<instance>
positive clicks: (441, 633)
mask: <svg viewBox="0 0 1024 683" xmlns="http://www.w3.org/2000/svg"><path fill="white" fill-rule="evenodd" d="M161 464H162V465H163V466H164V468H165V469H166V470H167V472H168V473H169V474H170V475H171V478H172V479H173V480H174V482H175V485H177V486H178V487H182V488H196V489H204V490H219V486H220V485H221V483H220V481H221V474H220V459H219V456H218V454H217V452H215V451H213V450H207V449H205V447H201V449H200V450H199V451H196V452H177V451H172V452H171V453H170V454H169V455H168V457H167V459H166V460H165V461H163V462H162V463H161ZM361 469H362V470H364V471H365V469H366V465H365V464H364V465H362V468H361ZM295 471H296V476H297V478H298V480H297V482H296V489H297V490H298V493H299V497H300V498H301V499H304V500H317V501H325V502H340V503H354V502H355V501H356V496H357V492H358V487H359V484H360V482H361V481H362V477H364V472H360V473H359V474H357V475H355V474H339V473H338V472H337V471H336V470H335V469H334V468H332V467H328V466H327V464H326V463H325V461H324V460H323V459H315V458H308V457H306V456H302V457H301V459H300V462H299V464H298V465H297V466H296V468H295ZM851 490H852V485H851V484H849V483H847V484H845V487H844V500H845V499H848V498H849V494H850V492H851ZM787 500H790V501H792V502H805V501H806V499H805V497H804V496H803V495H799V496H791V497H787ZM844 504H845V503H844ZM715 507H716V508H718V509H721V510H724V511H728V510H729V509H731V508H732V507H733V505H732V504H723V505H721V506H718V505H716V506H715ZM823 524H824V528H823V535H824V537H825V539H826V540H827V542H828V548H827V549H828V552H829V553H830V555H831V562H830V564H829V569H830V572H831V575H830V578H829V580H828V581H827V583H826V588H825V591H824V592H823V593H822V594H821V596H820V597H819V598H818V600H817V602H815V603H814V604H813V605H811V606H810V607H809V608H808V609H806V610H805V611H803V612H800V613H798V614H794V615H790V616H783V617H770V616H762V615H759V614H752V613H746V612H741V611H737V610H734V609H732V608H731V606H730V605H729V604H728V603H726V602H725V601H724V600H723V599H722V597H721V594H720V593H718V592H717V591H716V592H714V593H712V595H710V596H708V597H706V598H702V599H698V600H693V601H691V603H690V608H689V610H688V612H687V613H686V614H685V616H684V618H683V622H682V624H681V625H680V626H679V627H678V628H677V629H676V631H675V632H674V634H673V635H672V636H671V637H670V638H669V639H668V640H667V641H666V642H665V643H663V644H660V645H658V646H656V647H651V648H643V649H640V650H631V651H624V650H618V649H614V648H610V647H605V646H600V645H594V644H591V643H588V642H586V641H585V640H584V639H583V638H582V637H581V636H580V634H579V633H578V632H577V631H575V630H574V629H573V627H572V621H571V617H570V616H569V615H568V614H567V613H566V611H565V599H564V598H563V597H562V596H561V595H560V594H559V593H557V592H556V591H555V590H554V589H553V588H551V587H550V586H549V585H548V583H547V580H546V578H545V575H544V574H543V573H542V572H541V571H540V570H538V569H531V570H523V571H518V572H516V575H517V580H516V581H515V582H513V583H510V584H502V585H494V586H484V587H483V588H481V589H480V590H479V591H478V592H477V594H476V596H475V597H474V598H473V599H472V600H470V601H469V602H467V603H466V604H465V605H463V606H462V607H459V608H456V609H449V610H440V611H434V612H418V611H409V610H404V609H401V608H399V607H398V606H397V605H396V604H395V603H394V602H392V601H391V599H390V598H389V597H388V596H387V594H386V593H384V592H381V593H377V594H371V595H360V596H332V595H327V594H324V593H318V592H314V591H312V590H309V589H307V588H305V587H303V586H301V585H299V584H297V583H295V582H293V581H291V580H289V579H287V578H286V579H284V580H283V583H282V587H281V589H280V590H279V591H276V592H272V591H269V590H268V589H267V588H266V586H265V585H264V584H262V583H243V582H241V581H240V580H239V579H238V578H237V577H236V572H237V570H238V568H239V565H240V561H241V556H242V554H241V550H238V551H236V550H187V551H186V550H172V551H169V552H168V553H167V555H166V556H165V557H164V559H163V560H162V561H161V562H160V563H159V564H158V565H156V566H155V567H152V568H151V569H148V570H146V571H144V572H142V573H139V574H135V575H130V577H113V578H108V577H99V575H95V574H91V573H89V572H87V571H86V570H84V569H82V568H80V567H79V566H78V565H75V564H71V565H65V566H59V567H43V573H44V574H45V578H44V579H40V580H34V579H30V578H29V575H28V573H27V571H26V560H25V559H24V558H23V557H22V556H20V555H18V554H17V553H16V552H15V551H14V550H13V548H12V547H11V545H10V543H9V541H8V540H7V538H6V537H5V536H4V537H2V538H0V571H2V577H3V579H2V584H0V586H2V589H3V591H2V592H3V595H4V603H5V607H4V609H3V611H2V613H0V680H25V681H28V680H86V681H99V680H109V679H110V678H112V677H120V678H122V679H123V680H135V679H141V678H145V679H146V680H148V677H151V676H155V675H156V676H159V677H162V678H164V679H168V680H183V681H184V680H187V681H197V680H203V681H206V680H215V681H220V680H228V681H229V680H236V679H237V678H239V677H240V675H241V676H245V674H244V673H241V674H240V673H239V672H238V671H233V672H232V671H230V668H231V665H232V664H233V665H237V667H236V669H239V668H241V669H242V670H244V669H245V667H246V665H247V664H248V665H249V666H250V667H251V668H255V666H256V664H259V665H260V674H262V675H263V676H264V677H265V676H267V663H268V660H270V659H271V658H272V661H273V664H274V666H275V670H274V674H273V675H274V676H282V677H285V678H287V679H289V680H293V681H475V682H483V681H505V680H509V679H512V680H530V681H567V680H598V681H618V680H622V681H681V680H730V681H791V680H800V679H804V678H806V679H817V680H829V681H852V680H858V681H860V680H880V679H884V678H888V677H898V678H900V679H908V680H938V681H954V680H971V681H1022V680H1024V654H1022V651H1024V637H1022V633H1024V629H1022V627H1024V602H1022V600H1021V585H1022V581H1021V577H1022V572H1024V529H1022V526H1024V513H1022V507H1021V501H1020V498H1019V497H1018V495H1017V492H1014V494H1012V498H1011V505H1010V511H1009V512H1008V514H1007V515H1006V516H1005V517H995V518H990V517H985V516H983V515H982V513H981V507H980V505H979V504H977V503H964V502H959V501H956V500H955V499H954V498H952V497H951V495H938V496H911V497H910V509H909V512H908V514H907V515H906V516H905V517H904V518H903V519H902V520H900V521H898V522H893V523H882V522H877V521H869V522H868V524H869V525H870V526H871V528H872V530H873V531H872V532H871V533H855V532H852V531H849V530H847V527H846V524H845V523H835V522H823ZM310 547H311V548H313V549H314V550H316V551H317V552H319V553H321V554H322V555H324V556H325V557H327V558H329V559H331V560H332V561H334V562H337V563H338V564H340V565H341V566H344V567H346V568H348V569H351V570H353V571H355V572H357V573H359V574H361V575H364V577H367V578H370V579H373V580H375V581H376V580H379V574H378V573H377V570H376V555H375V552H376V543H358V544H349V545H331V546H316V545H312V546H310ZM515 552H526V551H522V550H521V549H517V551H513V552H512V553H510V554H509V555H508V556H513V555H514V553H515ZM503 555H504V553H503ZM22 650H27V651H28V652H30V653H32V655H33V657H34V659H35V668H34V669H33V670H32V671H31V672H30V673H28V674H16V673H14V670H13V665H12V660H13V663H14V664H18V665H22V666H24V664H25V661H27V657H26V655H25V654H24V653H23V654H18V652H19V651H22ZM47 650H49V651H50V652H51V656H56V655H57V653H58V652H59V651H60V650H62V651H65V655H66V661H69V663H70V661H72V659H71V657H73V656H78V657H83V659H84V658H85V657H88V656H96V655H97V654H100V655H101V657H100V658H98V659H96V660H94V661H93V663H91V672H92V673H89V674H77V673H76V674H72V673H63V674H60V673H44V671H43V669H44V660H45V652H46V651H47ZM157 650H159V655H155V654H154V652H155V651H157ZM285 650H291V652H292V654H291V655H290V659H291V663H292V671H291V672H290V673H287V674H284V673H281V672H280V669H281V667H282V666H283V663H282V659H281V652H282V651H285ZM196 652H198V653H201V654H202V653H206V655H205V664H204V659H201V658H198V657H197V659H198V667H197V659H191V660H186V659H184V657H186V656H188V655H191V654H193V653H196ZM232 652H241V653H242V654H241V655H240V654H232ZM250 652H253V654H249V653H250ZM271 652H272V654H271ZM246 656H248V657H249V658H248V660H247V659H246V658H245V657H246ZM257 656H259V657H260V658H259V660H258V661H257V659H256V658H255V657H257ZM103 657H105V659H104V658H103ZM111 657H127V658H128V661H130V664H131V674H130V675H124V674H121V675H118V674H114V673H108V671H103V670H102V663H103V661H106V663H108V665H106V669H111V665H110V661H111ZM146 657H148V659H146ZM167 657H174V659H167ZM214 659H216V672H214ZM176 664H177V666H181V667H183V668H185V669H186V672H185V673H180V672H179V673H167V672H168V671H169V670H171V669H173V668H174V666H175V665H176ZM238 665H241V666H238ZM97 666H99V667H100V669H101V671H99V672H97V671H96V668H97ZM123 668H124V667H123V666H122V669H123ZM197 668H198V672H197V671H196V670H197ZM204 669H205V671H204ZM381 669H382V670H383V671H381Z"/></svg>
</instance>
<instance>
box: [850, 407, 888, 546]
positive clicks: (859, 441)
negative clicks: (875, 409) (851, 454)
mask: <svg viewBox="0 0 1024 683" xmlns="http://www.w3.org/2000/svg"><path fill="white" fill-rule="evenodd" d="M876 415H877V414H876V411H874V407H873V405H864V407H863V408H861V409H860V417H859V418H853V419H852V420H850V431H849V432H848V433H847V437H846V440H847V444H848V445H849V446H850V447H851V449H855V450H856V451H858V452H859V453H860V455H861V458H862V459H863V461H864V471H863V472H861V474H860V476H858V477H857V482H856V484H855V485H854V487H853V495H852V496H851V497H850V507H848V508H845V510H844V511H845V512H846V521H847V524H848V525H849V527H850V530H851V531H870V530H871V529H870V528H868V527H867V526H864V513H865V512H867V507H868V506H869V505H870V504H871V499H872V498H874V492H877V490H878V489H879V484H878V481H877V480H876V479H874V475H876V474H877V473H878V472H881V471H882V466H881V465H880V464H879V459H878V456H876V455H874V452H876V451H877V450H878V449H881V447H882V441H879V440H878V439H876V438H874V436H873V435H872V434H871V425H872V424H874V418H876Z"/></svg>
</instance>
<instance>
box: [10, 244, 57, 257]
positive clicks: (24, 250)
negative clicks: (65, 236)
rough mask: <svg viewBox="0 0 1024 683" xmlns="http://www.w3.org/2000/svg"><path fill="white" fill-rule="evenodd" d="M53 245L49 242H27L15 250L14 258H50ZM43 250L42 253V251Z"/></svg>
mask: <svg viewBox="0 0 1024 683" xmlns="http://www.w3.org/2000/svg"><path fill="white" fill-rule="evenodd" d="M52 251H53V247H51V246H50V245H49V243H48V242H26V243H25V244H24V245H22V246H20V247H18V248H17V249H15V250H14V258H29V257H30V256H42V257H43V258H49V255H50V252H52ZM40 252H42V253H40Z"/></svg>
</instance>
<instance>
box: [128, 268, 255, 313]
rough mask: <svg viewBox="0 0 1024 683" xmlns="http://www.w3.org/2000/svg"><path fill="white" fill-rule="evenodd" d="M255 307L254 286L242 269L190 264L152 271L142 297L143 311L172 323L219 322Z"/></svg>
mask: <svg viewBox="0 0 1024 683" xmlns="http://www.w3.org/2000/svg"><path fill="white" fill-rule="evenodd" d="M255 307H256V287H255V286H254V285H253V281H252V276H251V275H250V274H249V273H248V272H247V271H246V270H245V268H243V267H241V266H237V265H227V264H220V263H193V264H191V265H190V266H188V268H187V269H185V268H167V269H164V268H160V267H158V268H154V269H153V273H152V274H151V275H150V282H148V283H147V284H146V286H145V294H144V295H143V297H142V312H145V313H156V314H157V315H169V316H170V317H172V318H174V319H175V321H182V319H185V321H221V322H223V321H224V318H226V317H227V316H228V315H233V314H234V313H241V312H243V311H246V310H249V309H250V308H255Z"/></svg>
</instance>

---+---

Task:
Taking the entries above, write out exactly each line from the one holding "negative clicks: (875, 409) (851, 454)" to the one holding "box: [128, 268, 255, 313]", both included, and stop there.

Solution for this exercise:
negative clicks: (875, 409) (851, 454)
mask: <svg viewBox="0 0 1024 683" xmlns="http://www.w3.org/2000/svg"><path fill="white" fill-rule="evenodd" d="M876 415H877V414H876V411H874V407H873V405H864V407H863V408H861V409H860V417H859V418H853V419H852V420H850V431H849V432H848V433H847V437H846V440H847V444H848V445H849V446H850V447H851V449H855V450H856V451H858V452H859V453H860V455H861V458H862V459H863V461H864V471H863V472H861V474H860V476H858V477H857V482H856V484H855V485H854V487H853V495H852V496H851V497H850V507H848V508H845V510H844V511H845V512H846V521H847V524H848V525H849V527H850V530H851V531H870V530H871V529H870V528H868V527H867V526H864V513H865V512H867V507H868V506H869V505H870V504H871V499H872V498H874V492H877V490H878V489H879V484H878V481H877V480H876V479H874V475H876V474H877V473H878V472H881V471H882V466H881V465H880V464H879V459H878V456H876V455H874V452H876V451H877V450H878V449H881V447H882V441H879V440H878V439H876V438H874V436H873V435H872V434H871V425H872V424H874V418H876Z"/></svg>
</instance>
<instance>
box: [10, 244, 57, 257]
positive clicks: (24, 250)
negative clicks: (65, 236)
rough mask: <svg viewBox="0 0 1024 683" xmlns="http://www.w3.org/2000/svg"><path fill="white" fill-rule="evenodd" d="M53 245L49 242H27L15 250L14 258H50ZM43 250L42 253V251Z"/></svg>
mask: <svg viewBox="0 0 1024 683" xmlns="http://www.w3.org/2000/svg"><path fill="white" fill-rule="evenodd" d="M52 251H53V247H51V246H50V245H49V243H48V242H26V243H25V244H24V245H22V246H20V247H18V248H17V249H15V250H14V258H29V257H30V256H42V257H43V258H49V255H50V252H52ZM40 252H42V253H40Z"/></svg>
</instance>
<instance>
box: [128, 268, 255, 313]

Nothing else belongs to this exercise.